> **Short exercise 1**: Reproduce the passage of the beer review below from "OVERALL AMBIANCE: Samuel" up to and including "2 & 2/5 STARS!".
___ Quoted text
OVERALL AMBIANCE: Samuel Smith is like one of those open brick fireplaces with a mantle kicking mad dental work and some sort of faux finish that looks like it’s 390 years old when actually some blonde haired lady in a late model BMW spent two afternoons at $40 an hour doing it... it feels good, but isn’t very practical. Or useful. For one Samuel Smith Oatmeal Stout, I could’ve had three tall cans and two fried egg sandwiches, although I would’ve had to snag a couple mayonnaise packets from the deli counter probably. 1 out of 5.
TOTAL RATING: 2 & 2/5 STARS!

Thursday, February 25

Widmer Hefeweizen


AFFORDABILITY: The Widmer Hefeweizen is not the cheapest beer on the market, and the fact that it’s name sounds like a perverse sexual move a balding old bear homosexual dude would do to me after knocking me out with some animal tranquilizer in my drink, I don’t like it, not even slightly. The sides of my thighs get bruised just thinking about it. 0 out of 5.
______
___ Dataset records
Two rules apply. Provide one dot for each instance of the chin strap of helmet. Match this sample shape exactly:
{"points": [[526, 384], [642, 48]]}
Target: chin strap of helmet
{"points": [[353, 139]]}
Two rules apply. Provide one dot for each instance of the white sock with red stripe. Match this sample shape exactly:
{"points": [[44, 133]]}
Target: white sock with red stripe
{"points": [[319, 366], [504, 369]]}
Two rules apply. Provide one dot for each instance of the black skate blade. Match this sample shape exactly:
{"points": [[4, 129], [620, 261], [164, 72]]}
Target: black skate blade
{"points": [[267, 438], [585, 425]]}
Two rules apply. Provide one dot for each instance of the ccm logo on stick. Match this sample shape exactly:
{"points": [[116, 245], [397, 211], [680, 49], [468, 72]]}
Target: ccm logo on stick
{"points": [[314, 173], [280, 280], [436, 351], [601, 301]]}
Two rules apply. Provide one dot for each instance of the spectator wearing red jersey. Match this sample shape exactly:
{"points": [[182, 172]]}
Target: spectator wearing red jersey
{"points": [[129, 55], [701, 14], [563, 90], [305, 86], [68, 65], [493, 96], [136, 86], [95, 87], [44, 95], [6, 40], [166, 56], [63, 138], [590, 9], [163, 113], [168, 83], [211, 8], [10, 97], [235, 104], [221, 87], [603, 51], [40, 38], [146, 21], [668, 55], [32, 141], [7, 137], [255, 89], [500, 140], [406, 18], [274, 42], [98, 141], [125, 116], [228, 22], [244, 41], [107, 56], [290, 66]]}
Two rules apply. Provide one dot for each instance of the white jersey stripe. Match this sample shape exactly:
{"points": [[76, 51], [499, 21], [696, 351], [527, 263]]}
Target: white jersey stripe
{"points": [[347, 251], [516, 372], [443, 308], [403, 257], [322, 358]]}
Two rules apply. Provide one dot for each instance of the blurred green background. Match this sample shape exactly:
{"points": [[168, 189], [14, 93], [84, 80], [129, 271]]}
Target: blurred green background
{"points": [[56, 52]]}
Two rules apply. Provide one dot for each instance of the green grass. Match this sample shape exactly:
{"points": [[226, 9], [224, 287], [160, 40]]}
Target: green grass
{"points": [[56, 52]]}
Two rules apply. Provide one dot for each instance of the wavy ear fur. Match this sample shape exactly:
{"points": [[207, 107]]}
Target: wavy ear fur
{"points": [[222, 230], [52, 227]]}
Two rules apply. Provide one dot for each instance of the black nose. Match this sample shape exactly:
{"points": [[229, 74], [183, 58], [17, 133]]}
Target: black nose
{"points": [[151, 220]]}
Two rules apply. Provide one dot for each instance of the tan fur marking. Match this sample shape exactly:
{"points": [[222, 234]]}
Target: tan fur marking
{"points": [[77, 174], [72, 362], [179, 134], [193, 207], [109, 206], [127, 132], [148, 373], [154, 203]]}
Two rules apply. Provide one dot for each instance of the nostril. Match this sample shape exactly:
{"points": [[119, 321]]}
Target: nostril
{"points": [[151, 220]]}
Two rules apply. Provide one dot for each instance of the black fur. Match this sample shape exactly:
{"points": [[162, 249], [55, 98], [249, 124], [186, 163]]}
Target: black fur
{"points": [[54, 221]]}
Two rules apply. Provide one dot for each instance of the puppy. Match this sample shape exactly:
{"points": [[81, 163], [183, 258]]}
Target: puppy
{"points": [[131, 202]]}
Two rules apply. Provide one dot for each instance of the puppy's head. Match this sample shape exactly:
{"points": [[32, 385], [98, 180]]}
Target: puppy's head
______
> **Short exercise 2**: Locate each line in the records above that holds the string "green", and copy those lines. Case counts.

> **Correct result 1**:
OVERALL AMBIANCE: Samuel Smith is like one of those open brick fireplaces with a mantle kicking mad dental work and some sort of faux finish that looks like it’s 390 years old when actually some blonde haired lady in a late model BMW spent two afternoons at $40 an hour doing it... it feels good, but isn’t very practical. Or useful. For one Samuel Smith Oatmeal Stout, I could’ve had three tall cans and two fried egg sandwiches, although I would’ve had to snag a couple mayonnaise packets from the deli counter probably. 1 out of 5.
TOTAL RATING: 2 & 2/5 STARS!

> **Correct result 2**:
Two rules apply. Provide one dot for each instance of the blurred green background. Match this sample shape exactly:
Target: blurred green background
Two rules apply. Provide one dot for each instance of the green grass. Match this sample shape exactly:
Target: green grass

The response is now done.